CHALLENGE A: From the accessibility conversation, reproduce word for word the passage starting with "Jen Luker: So" and going on through "people that can't.".
CHALLENGE B: Pick up the conversation about web accessibility at the point where it stops and keep it going.

QUOTED PASSAGE:
Jen Luker: So paying attention to performance and how your website loads even on very slow internet connections allows you to not only access the people that can afford blazing fast internet, but also all the people that can't.

Joel Hooks: Yeah. Look at our business, right, and I'm always thinking I want this to be more accessible and I want more people to be able to use it. It's a pretty good business decision, but just looking at it. I'd feel bad, right? We didn't have closed captions for the longest time, but we then published transcripts, which aren't as good, but they're better than nothing. I was like, oh I feel so guilty. I was having a Twitter conversation with Marcy Sutton and she's like, well no, you have something. You've made an effort and you've pushed in a positive direction. And I think a lot of people probably feel bad and they feel overwhelmed by the thought of accessibility as this massive huge thing that you have to do. Is it important for people just to make small steps forward if they can't do the whole ball of wax.

Jen Luker: Oh absolutely. Anything that you do allows more people to be able to access your sight and be able to utilize it in the way that everyone normally does. So, every single step you take is helpful. When you definitely run the audits for the first time and you see 300 errors or problems that you're running into, it can be really overwhelming at first. So I try to lay out a few steps that people can take to start with to start making those strides one bit at a time.

EXTRACTED RECORDS:

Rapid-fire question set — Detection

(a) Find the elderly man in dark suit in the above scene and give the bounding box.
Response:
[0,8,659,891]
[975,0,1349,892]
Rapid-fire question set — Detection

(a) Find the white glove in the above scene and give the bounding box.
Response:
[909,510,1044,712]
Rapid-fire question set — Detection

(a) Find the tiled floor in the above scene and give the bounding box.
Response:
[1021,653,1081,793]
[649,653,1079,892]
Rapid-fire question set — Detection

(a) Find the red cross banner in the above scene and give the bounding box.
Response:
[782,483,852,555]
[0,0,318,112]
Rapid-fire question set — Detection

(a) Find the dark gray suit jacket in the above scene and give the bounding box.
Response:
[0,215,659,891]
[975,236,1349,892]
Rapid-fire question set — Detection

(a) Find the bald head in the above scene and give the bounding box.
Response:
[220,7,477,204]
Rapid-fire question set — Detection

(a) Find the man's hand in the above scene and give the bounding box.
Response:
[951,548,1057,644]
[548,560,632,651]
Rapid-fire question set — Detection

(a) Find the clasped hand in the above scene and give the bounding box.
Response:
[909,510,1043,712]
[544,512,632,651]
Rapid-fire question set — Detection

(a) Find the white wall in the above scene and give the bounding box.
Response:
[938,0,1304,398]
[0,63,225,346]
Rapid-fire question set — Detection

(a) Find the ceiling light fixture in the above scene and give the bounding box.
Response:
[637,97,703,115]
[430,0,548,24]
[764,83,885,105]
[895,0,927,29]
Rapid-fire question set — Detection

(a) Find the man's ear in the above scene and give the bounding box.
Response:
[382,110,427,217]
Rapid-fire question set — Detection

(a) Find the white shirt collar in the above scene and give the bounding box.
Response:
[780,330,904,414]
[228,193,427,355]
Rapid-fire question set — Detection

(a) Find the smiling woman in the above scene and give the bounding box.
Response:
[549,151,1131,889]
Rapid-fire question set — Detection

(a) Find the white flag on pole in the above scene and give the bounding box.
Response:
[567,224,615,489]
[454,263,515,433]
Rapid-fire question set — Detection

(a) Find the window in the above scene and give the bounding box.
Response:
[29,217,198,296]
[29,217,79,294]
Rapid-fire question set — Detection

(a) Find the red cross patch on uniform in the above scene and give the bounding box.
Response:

WRITTEN ANSWER A:
Jen Luker: So paying attention to performance and how your website loads even on very slow internet connections allows you to not only access the people that can afford blazing fast internet, but also all the people that can't.

WRITTEN ANSWER B:
Jen Luker: One of the things that we recommend you start with is your definition of done. If you can include something like JSX plugin, react, ally, or JSX react native A11Y, then you're definitely at least starting to audit while you code, so you're getting a lot of those low-hanging fruit even before you push.

Jen Luker: And after that, you start with your reusable components, the stuff that you end up copy and pasting everywhere is the code that if you fix it once it fixes it for everything. And then after that you start looking at your individual pages to start fixing the one-off items that the audits start complaining about, and then after that you're looking at content and how you phrase things in order to make it easier for people to understand.

Jen Luker: So, that's kind of the steps that I recommend to start working towards making something accessible. But definitely start with as much low-hanging fruit as you can. It's amazing how just a couple of changes in very few portions of your website can make it much more accessible for a much larger group of people.

Joel Hooks: Yeah, for us, after we did the transcripts, that was like a step. And then, because we have closed captions now, which we just got to introduce this year and because we had this nice backlog of transcripts, moving to closed captions was actually pretty straight-forward, so we got to progress it. And I'm also taking notes because I feel like this is something that we can actively start doing with your recommendation.

Joel Hooks: You mentioned Axe, and that's from, is it Deque, D-E-Q-U-E, is the company?

Jen Luker: Right.

Joel Hooks: So, the Axe plugin, it sounded like, from what you said, is kind of like Lighthouse but more?

Jen Luker: It is more. So, it's an extension onto either Chrome or Firefox, so it'll be an additional tab and the developer tools, just like if you were to install the React plugin. The benefits, like I said, over just using Lighthouse is that it gives you links within each error and it'll highlight the portions on the page that have the problems, and it'll give you more information regarding what the problem is and multiple solutions to solve it.

Jen Luker: The links themselves go tell you about why it's a problem and also more reasons to fix it, more ways to fix it.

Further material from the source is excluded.